● Set task 1
Render this sentence from the interview excerpt below into Spanish: "Coal mining was the principal industry that provided the wherewithal to put bread on the table."

● Passage given
John, you had a long and distinguished Navy career during the second half of the twentieth century. It encompassed the Korean conflict era and also encompassed the time when U.S. Naval forces were focusing on containing Soviet action during the Cold War. As we go through this interview I would appreciate any observations you wish to express on how your participation and that of your military associates may have influenced America’s success in that long-term struggle during the Cold War.
You grew up in a small town in east central Pennsylvania, in the heart of Pennsylvania’s coal mining region. Let’s start with what you remember to be your ambitions as a boy and a young man that led to your interest in and motivation for the Naval service. Would you tell us about your boyhood?
CONJURA: Well, that small town was Shamokin, Pennsylvania. My boyhood there was pretty typical of the youth that lived in the central Pennsylvania area, among rolling mountain hills. Coal mining was the principal industry that provided the wherewithal to put bread on the table. I pretty much spent my early years growing up in the 1930s in the pre-World War II period, and during World War II.
The period of time during my early youth brings back memories of some of the hardships that people endured in those days. I recall that some of the friends that I went to school with, and associated with in leisure time, their parents were going through hard times. My father was employed as an embalmer in the funeral business, so we didn’t live high off the hog, but we were able to get by. I used to accompany some of these friends when they would travel on Saturday mornings—with their mother, not their fathers, but their mothers—they would travel with a wagon to the local borough warehouse, where the city, county, and the State of Pennsylvania would issue food, lard, flour and basic essentials. I’d help those boys pull their wagons home.
We did a lot of roaming in the hills, swimming in some of the air holes for mining that had filled up with water. God only knows how healthy that water was, but we're still here and kicking.

● Recorded data
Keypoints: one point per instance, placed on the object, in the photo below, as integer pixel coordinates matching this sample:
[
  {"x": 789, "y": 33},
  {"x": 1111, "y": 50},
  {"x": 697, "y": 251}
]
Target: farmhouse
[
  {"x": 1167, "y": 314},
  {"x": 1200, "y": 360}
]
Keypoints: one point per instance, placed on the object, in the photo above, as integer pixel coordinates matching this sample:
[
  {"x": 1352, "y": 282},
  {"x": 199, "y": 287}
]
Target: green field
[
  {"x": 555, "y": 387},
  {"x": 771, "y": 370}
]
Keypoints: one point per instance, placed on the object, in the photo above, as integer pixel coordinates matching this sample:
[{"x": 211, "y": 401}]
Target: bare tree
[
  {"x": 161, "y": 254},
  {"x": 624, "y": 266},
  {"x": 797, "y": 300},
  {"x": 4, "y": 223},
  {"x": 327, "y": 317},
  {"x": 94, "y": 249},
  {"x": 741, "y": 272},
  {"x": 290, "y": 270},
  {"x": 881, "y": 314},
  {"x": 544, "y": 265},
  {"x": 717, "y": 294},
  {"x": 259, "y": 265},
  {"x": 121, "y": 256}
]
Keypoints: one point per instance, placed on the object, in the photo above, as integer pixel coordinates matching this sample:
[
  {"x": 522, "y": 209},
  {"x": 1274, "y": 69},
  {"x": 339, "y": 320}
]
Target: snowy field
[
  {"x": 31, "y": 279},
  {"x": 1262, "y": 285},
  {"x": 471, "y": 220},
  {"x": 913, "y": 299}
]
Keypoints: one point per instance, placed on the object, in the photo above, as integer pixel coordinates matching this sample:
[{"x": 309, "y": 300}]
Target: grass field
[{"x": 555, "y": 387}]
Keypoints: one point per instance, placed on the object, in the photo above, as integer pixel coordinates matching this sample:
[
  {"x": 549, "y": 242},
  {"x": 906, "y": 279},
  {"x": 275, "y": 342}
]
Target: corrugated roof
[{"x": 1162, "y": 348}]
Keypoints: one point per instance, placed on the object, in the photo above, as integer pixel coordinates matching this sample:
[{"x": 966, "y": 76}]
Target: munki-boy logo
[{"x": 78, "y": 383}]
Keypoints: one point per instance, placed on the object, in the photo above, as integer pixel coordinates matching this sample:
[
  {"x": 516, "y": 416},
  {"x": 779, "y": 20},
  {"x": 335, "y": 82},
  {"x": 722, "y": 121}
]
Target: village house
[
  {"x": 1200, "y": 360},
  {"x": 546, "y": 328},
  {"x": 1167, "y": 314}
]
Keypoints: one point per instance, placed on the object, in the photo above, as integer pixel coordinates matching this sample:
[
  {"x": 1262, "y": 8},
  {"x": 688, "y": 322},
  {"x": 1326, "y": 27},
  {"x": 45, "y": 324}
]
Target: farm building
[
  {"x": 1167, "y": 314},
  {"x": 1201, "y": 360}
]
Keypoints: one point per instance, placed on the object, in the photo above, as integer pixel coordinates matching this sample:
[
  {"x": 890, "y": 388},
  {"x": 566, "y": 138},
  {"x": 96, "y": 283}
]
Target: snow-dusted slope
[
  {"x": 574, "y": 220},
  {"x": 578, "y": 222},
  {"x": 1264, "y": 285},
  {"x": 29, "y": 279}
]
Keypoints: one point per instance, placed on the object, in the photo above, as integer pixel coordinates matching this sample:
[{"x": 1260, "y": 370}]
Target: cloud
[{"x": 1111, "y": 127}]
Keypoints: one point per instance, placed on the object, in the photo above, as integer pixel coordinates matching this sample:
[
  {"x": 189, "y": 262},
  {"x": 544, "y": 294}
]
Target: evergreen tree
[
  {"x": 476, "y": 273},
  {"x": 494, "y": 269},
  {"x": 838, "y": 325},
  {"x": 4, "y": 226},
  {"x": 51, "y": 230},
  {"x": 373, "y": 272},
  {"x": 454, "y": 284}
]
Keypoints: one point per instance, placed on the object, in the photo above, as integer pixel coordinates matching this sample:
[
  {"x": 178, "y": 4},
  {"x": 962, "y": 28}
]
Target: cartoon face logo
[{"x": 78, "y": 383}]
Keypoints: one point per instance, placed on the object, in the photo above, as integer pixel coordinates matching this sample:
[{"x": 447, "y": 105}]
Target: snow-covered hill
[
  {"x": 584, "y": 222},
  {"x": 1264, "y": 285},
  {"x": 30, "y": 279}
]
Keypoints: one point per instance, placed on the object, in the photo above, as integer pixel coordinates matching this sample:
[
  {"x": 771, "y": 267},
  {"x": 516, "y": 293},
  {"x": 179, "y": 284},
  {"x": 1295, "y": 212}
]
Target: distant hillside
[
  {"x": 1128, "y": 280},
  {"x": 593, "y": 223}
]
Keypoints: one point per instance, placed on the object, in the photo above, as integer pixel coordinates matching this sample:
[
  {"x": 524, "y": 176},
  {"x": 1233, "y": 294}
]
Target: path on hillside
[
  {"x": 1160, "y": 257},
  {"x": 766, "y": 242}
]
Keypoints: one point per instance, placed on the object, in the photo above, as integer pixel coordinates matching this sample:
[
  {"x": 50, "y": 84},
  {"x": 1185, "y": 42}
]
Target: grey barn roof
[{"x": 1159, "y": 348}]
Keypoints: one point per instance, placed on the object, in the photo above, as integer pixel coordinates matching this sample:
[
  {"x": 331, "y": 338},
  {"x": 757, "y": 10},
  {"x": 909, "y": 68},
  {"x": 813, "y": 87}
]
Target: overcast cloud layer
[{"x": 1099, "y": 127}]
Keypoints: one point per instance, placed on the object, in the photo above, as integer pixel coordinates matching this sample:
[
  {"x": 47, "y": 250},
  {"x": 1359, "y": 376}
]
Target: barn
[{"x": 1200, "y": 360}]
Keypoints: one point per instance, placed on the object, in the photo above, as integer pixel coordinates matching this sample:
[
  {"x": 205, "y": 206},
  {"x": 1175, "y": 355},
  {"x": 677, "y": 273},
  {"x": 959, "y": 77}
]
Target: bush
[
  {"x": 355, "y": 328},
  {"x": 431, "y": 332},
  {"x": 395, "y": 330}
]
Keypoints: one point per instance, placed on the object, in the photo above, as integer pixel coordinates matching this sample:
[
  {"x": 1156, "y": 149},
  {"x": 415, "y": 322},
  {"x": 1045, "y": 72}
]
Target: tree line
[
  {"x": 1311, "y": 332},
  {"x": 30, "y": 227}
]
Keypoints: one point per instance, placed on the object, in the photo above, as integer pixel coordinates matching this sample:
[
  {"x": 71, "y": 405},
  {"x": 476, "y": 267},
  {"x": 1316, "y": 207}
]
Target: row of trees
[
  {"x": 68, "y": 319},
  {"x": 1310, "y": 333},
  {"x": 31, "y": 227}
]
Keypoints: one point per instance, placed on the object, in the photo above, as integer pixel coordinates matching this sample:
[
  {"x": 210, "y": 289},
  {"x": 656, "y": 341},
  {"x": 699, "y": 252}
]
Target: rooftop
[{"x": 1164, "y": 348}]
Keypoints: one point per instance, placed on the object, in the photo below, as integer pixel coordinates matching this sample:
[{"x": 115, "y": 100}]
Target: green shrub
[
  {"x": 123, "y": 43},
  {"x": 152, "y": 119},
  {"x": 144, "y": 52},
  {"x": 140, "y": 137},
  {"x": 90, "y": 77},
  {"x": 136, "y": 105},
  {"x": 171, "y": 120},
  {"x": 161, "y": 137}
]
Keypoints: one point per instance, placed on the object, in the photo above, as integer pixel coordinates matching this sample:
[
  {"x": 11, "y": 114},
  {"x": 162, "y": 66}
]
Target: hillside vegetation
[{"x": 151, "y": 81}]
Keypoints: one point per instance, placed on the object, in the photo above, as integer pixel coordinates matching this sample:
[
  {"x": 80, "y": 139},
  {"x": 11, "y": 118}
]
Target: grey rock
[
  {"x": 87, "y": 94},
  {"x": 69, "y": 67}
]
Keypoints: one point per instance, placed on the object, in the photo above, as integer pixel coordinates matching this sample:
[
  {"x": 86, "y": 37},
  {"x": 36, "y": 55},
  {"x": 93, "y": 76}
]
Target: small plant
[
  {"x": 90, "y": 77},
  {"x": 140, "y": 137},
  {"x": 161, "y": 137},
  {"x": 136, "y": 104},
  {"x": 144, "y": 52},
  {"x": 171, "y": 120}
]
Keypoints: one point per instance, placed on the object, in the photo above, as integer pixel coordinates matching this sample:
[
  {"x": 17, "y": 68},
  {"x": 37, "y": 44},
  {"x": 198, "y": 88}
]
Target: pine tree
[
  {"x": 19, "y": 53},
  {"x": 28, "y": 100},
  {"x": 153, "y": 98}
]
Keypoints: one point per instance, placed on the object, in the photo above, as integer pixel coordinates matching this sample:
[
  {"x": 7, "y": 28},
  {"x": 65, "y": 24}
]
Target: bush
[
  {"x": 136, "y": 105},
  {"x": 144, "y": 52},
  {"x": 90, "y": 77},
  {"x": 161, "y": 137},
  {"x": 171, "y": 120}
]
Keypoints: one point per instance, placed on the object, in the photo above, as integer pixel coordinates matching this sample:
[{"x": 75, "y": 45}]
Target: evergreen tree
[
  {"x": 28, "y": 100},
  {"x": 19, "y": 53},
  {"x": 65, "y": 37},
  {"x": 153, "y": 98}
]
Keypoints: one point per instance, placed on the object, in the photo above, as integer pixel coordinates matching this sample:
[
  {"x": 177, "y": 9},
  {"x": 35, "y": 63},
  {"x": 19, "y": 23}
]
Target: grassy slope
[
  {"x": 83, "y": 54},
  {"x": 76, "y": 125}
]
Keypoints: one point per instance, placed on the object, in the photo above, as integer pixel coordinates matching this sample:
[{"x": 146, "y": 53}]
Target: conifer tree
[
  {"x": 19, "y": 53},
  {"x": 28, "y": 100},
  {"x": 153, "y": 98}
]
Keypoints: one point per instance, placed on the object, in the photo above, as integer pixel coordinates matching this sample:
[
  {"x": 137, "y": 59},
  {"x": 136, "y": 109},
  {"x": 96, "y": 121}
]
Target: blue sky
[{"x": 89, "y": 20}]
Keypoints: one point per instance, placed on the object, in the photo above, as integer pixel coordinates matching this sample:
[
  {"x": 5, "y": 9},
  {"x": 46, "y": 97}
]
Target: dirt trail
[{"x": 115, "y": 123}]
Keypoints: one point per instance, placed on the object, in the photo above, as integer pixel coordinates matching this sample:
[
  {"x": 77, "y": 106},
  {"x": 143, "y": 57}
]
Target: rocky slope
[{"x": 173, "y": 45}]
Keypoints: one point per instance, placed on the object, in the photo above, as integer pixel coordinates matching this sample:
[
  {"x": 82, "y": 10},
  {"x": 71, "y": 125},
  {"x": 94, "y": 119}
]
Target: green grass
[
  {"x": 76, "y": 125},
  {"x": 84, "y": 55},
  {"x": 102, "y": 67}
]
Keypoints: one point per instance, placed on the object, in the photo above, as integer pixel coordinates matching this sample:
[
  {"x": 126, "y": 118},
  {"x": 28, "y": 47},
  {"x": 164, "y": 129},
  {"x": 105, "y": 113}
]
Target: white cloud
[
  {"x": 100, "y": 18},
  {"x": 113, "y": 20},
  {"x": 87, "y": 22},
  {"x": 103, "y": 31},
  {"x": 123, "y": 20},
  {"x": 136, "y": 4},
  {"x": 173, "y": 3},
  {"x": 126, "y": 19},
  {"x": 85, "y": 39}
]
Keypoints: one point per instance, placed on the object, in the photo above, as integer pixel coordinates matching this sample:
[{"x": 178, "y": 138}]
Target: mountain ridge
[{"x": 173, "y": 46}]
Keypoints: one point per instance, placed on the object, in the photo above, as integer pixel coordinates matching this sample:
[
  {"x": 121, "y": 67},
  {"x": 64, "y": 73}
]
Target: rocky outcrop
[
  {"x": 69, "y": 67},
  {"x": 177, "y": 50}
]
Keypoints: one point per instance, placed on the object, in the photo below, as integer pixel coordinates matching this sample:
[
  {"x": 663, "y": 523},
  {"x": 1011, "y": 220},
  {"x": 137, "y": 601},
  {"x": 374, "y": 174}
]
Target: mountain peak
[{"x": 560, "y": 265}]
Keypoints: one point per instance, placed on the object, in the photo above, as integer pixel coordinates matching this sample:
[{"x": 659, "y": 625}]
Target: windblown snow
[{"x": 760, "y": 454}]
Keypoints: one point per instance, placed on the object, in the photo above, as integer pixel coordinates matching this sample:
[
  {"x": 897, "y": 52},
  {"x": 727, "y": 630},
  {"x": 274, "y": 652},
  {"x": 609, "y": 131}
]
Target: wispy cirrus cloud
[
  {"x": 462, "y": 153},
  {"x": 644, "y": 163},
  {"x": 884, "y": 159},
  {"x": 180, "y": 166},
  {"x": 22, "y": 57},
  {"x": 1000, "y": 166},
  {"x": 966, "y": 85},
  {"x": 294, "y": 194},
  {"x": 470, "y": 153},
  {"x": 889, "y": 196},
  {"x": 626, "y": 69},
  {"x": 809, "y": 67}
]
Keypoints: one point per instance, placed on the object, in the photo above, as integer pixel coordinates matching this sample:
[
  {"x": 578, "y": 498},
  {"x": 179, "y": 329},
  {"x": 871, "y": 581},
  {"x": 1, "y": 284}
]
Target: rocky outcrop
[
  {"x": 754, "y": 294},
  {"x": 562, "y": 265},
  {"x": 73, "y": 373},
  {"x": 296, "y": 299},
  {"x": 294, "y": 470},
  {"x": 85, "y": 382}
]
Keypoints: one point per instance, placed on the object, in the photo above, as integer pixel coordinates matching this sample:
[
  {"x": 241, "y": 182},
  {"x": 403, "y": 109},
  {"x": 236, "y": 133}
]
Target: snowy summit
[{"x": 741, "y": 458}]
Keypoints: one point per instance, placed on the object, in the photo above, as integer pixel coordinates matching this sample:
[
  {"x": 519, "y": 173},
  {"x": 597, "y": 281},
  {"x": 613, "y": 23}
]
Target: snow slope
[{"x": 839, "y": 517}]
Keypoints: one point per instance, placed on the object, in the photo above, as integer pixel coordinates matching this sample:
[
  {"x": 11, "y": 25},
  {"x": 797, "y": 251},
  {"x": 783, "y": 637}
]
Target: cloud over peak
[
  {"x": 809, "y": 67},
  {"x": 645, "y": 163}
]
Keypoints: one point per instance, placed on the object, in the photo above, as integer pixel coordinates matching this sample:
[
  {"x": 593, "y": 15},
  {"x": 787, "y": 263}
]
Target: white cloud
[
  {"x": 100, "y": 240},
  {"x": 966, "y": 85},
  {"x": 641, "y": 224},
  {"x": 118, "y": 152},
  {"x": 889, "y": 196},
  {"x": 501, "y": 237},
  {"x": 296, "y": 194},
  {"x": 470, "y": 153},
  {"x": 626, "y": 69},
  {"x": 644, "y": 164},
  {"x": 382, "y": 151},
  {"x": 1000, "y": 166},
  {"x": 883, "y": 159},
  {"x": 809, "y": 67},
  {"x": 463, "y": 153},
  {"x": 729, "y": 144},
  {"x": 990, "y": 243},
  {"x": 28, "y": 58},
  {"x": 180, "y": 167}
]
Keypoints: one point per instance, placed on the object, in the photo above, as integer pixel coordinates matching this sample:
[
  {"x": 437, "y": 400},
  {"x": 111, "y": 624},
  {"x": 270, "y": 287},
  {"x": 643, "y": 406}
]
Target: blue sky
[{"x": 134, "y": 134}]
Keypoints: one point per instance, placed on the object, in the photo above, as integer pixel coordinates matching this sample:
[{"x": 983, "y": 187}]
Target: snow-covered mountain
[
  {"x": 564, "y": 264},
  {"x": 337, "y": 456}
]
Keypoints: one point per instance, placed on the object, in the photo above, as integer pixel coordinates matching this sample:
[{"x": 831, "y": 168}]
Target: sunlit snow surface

● Set task 2
Return every line of the rows above that contains the string "cloud". Case counts.

● Worked solution 1
La minería del carbón era la industria principal que proporcionaba los medios para poner el pan en la mesa.

● Worked solution 2
Target: cloud
Target: overcast cloud layer
Target: white cloud
Target: wispy cirrus cloud
Target: cloud over peak
Target: white cloud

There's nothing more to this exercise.